_Dataset entries_
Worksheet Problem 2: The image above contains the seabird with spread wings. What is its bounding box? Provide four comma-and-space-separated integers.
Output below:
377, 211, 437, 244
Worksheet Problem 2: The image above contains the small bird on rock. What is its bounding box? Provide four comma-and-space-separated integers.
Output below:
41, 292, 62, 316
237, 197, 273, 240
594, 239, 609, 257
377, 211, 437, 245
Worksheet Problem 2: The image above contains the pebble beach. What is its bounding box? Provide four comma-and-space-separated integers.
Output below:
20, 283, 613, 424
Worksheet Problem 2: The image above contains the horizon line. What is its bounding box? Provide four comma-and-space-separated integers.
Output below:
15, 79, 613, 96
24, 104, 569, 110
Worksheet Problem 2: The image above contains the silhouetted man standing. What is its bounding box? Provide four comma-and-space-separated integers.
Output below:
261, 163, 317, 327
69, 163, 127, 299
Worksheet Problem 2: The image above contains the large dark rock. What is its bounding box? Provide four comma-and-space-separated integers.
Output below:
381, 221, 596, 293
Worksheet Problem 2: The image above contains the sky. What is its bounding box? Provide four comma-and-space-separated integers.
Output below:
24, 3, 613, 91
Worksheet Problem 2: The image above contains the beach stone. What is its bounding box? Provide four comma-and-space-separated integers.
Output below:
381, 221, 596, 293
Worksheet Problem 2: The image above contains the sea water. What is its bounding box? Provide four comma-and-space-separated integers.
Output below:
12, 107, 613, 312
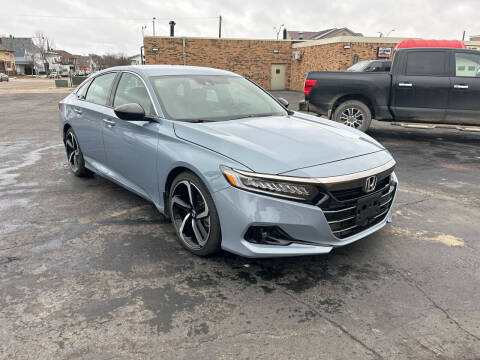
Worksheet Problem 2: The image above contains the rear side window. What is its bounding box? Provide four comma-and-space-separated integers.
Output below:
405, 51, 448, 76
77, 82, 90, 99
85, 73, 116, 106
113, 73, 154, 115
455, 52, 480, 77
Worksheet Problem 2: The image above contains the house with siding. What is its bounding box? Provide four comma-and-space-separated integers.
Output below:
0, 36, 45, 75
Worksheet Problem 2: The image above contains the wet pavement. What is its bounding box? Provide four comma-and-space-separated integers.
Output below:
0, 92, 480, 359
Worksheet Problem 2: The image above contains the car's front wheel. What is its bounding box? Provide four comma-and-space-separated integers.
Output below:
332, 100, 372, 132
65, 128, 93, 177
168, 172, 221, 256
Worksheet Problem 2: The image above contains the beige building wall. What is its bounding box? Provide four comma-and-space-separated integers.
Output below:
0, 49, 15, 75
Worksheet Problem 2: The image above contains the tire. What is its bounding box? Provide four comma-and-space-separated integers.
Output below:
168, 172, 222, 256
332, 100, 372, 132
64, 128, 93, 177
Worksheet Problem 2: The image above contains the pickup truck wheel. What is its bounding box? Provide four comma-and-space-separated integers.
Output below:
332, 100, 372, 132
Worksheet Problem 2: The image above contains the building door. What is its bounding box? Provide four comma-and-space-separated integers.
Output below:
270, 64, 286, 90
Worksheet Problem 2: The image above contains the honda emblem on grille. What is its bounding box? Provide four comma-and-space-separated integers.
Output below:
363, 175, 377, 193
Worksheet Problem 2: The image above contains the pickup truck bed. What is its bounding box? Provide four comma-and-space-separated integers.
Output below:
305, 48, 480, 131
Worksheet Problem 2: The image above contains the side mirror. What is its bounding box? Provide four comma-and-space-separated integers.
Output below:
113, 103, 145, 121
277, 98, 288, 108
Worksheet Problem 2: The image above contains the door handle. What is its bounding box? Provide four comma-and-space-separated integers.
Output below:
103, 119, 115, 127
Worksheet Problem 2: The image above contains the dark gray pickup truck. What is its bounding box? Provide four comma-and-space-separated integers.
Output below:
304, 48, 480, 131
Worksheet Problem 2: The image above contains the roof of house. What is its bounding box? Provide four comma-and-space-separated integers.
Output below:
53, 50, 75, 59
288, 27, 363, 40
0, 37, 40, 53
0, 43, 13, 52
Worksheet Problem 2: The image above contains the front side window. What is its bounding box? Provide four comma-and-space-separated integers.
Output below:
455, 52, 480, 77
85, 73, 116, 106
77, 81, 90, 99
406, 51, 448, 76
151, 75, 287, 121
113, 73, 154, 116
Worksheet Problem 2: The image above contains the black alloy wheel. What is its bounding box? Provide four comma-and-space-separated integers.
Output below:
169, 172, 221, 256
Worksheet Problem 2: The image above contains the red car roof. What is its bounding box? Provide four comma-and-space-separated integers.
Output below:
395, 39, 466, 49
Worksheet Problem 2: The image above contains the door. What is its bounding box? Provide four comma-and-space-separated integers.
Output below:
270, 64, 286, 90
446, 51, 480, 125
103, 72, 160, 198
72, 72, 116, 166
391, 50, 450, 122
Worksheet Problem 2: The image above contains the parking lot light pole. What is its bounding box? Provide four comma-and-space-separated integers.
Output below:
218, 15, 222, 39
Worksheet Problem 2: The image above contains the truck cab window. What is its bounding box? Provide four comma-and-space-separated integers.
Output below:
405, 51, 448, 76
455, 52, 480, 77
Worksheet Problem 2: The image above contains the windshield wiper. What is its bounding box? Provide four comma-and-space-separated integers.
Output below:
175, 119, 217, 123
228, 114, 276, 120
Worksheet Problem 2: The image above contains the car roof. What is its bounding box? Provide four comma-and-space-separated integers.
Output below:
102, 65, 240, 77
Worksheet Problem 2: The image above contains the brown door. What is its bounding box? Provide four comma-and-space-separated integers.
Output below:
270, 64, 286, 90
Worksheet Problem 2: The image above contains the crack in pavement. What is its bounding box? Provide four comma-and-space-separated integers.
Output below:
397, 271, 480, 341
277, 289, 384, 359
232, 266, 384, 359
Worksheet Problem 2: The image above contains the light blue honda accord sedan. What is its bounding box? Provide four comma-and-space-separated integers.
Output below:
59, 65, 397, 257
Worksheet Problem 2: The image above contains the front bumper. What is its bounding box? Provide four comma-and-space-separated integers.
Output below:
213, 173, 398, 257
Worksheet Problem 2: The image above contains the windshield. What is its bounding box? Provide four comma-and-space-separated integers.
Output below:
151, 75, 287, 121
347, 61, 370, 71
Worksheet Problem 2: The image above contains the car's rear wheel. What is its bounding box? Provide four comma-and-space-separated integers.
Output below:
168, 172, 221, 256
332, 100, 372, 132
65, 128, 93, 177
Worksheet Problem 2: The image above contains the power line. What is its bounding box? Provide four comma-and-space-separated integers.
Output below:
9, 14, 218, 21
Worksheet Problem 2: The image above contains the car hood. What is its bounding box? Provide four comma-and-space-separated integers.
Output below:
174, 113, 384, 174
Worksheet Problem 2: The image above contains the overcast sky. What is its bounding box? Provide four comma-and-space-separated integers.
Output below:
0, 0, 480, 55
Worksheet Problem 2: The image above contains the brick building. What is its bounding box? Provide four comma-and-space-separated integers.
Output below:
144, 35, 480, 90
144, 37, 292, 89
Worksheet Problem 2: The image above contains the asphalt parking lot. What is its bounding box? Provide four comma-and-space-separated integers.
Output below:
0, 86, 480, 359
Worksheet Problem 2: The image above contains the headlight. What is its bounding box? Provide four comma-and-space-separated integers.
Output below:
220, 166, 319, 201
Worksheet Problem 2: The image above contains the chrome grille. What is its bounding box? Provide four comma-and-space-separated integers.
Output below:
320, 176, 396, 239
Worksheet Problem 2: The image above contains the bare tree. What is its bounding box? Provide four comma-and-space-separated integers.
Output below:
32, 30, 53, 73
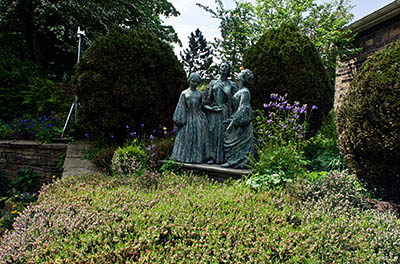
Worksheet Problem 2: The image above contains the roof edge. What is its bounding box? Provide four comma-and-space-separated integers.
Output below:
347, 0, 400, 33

_Task prompt_
Could you replace "Output below" with "Result" throughout the lines above, changing nothing else and leaving out the pictures?

_Output of the exercise_
Worksheet Problem 2: The image above contains the seabird with spread wings. What is its bounding box? Provide four comma-and-space-separated integers.
Result:
377, 211, 437, 244
Worksheet Problem 2: The image above contains the small bird on rock. What is its bounding box? Provide four comma-and-space-separated integers.
Result:
41, 292, 62, 316
237, 197, 273, 240
594, 239, 609, 257
377, 211, 437, 245
Worksheet Problem 2: The image above contains the pebble beach. What is its bounding box? Provide four comma-and-space-separated integers.
Result:
20, 283, 613, 424
Worksheet Problem 2: The image above contains the horizon line. What is its bounding box? Provide four comma-and-space-separated integers.
Result:
15, 79, 613, 96
24, 104, 569, 110
Worksheet Problem 2: The image above contains the silhouetted man standing. What is its bounding box? Provide four comma-and-space-separated integers.
Result:
261, 163, 317, 327
69, 163, 127, 299
Worksheet Problem 2: The image above contains the large dark rock. What is its bounding box? Provide four comma-and-space-separated integers.
Result:
381, 221, 596, 293
Worksheet Problem 2: The image above contains the sky. What is its bounding box? Provide four comma-and-space-separated integers.
Result:
24, 3, 613, 91
Worksheet Problem 2: The image above contains the beach stone. What is its bounding box? Provide four comma-and-space-separated integers.
Result:
381, 221, 596, 293
Worksheet Problem 2: The image above contains the sea water. What is its bounding box? Provide four comma-and-space-separated integers.
Result:
12, 107, 613, 312
Worksheet Problem 2: The image above contains the rear side window. What is its bounding box? Provide four comma-and-space-separated integers.
Result:
405, 51, 448, 76
77, 82, 90, 99
85, 73, 116, 106
113, 73, 154, 115
455, 52, 480, 77
Worksheet Problem 2: The image above contains the house with siding. What is its bounding box? Provide four comma-and-space-separated integers.
Result:
0, 36, 45, 75
Worksheet Problem 2: The image above contains the wet pavement. What is its bounding box? Provide four comma-and-space-separated integers.
Result:
0, 92, 480, 359
Worksheet Problem 2: The image above contains the car's front wheel. What is its bounding box? Provide four comma-and-space-separated integers.
Result:
332, 100, 372, 132
65, 128, 93, 177
168, 172, 221, 256
Worksheet Problem 2: The image above contains the beige building wall. What is its bounding box? Provide four comma-and-space-separated integers.
Result:
0, 49, 15, 75
Worksheet Problem 2: The image above contains the tire. What is its bounding box? Provide four comma-and-space-separated integers.
Result:
168, 172, 222, 256
332, 100, 372, 132
64, 128, 93, 177
Worksheet Problem 2: The image above contains the pickup truck wheel. What is its bounding box? Provide four comma-and-space-separated integers.
Result:
332, 100, 372, 132
Worksheet Problem 2: The image above contains the building door. What is its bounding box? Provide four comma-and-space-separated integers.
Result:
270, 64, 286, 90
Worksheet Problem 2: The image above contains the honda emblem on grille. What is its bounding box? Provide four comma-and-space-separated integers.
Result:
363, 175, 377, 193
Worksheet Problem 2: The image above contains the pickup truck bed. What is its bounding box? Provide four comma-and-space-separated integers.
Result:
305, 48, 480, 131
Worksheet Problem 2: The image above contains the side mirror. What is its bounding box? Provide four comma-and-space-separated integers.
Result:
113, 103, 145, 121
277, 98, 288, 108
Worksheet Problem 2: The image above contains the door handle. What is its bounding box? Provide four comma-and-space-separated integers.
Result:
103, 119, 115, 127
Worksheet Problem 2: The image above contains the dark gray pickup truck. What is its bounding box? Provide four comma-and-space-separated integers.
Result:
304, 48, 480, 131
Worksheet Problem 2: The image above contains the roof of house. What is its bounding box? Provide four comma-and-space-separated integers.
Result:
53, 50, 75, 59
288, 27, 363, 40
0, 37, 40, 53
0, 43, 13, 52
Worksheet Problem 2: The image above contains the front side window. What is its bounding box? Provide four comma-and-space-separated integers.
Result:
455, 52, 480, 77
85, 73, 116, 106
77, 81, 90, 99
406, 51, 448, 76
151, 75, 287, 121
113, 73, 154, 116
Worksheet Problem 2: The image above contains the black alloy wheel. What is its bounding box? Provide four comma-and-space-separated integers.
Result:
169, 172, 221, 256
Worksheet Problem 2: The image above contains the red car roof. What is its bounding box? Provide four comma-and-space-separated integers.
Result:
395, 39, 466, 49
Worksheet Problem 2: The image above contains the door. What is its bounding box? Provide four comma-and-space-separated integers.
Result:
270, 64, 286, 90
446, 51, 480, 125
103, 72, 160, 198
72, 72, 116, 166
391, 50, 450, 122
Worksheet Problem 2: The image above contains the parking lot light pole. What is its bounding box? Provide four comma-and-space-separated integers.
Result:
218, 15, 222, 39
Worksheet Problem 2: The image above contains the truck cab window. What is its bounding box? Provide four comma-and-space-separated integers.
Result:
405, 51, 448, 76
455, 52, 480, 77
Worksheet Problem 2: The image above contains the windshield wiper. What is its bounding box? Provide four comma-and-space-separated integers.
Result:
175, 119, 217, 123
228, 114, 276, 120
Worksheet Problem 2: The image above contains the car roof. What is its bounding box? Provide four comma-and-space-separated integers.
Result:
102, 65, 240, 77
Worksheet Problem 2: The image above contains the brown door. What is its bounding box? Provide four comma-and-space-separated integers.
Result:
270, 64, 286, 90
Worksheet Problem 2: The image above contains the crack in pavement. What is its bounding box? Provide four comma-and-space-separated integers.
Result:
397, 271, 480, 341
277, 289, 384, 359
232, 266, 384, 359
Worksheet Problem 2: The image above contains the light blue honda accord sedan. What is its bounding box? Provide four comma-and-space-separated integers.
Result:
59, 65, 397, 257
Worksheet Problem 2: The image above contains the front bumper. What is its bounding box? Provide four comma-and-space-separated integers.
Result:
213, 173, 398, 257
Worksheet Problem 2: The image above contains the windshield. What is its bounding box? Provide four comma-and-space-separated integers.
Result:
151, 75, 287, 121
347, 61, 370, 71
Worksheet Problem 2: The image above contains the car's rear wheel. What is its bounding box? Provide four comma-and-space-separated integers.
Result:
168, 172, 221, 256
332, 100, 372, 132
65, 128, 93, 177
Worksheet Problem 2: The image above contains the power line. What is its bounding box? Provide four comma-and-space-separated integers.
Result:
9, 14, 218, 21
Worksheet Problem 2: The image above contains the car hood. What is its bounding box? Provide four comma-and-space-separated integers.
Result:
174, 113, 384, 174
Worksheet Problem 2: The image above contains the overcast sky. What is its bounding box? Provide four comma-and-space-separated integers.
Result:
0, 0, 480, 55
Worksheet Problem 2: The image above contains the brick building. What is its bounding box? Provide four comma-and-space-separated integers.
Result:
144, 35, 480, 90
144, 37, 292, 89
Worksheet Problem 2: The image above contains the asphalt parking lot. What is its bounding box? Provide four comma-and-space-separated integers.
Result:
0, 86, 480, 359
Worksheet Problem 2: The image above contains the headlight. What is its bounding box? Provide four comma-and-space-separated integers.
Result:
220, 166, 319, 201
Worksheet Problem 2: The image above contains the chrome grille. What is its bounding box? Provide four comma-and-space-separated integers.
Result:
320, 176, 396, 239
Worksheet Problem 2: The image above contains the bare tree. What is its bounding box? Provide four comma-and-space-separated integers.
Result:
32, 30, 53, 73
Worksheet Problem 2: The image above contains the roof edge. What is its bounding box? Provide four comma-and-space-separated integers.
Result:
347, 0, 400, 33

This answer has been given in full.